§ **Extrait choisi**
________________________

Approche – Programme

QU’EST-CE QUE L’APPROCHE-PROGRAMME ?

L’approche-programme, c’est un modèle d’organisation de l’enseignement dans les programmes d’études qui repose sur deux piliers (Prégent, Bernard, & Kozanitis, 2009) :

  • un projet de formation discuté et partagé par l’équipe enseignante. Ce projet est basé sur le profil de sortie des étudiants au terme de leur formation. Il constitue un but commun à atteindre pour l’équipe.
  • un état d’esprit collégial parmi les personnes qui contribuent au programme. Elles communiquent entre elles, se concertent et collaborent pour atteindre leur but commun.

Ce modèle s’oppose à celui de l’approche-cours, soit le modèle plus traditionnel d’organisation des programmes de formation universitaire.

Dans une approche-cours, chaque enseignant conçoit ses cours de façon individuelle. Chacun n’a pas forcément une vision des finalités du programme, ni une vue d’ensemble des éléments qui le composent. Les programmes conçus selon cette approche consistent bien souvent en une juxtaposition d’enseignements cloisonnés.

 

« L’approche-cours est au patchwork ce que l’approche-programme est au tapis persan »

(Sylvestre & Berthiaume, 2013, p. 105)

________________________

§ **Données extraites**
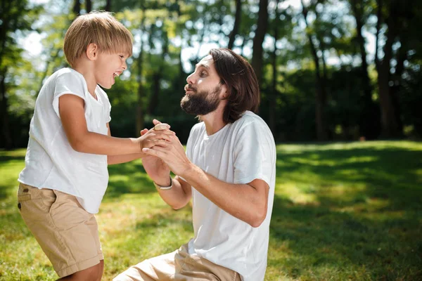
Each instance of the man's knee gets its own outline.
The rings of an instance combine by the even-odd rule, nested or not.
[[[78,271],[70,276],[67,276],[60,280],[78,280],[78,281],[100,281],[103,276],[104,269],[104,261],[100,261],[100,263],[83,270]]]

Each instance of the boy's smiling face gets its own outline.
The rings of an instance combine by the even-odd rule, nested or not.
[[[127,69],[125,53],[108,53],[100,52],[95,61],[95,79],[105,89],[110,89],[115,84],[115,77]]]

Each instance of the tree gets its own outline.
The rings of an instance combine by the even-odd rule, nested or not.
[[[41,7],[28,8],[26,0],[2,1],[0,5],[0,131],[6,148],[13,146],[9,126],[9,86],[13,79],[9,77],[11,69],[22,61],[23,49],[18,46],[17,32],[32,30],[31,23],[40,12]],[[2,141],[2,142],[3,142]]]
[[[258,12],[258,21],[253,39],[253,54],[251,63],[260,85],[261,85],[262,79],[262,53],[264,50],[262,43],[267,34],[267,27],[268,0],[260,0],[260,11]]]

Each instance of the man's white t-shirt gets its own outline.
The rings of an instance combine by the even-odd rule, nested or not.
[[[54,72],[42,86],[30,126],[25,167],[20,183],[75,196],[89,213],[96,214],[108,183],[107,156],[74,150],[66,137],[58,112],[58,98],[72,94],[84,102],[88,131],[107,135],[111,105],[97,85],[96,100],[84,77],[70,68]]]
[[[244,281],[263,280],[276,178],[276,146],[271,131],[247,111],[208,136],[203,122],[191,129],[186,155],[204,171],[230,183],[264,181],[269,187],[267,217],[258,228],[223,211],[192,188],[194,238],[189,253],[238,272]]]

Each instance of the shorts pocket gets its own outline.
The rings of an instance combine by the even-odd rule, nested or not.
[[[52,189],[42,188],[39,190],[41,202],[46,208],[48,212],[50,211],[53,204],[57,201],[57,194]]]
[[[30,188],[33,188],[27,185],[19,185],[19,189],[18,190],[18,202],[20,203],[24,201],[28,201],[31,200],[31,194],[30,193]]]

________________________

§ **Exercice écrit**
Citez mot pour mot le passage du texte ci-dessus sur l'approche-programme, depuis « Dans une approche-cours, chaque » jusqu'à « 2013, p. 105) ».

§ **Réponse écrite**
Dans une approche-cours, chaque enseignant conçoit ses cours de façon individuelle. Chacun n’a pas forcément une vision des finalités du programme, ni une vue d’ensemble des éléments qui le composent. Les programmes conçus selon cette approche consistent bien souvent en une juxtaposition d’enseignements cloisonnés.

 

« L’approche-cours est au patchwork ce que l’approche-programme est au tapis persan »

(Sylvestre & Berthiaume, 2013, p. 105)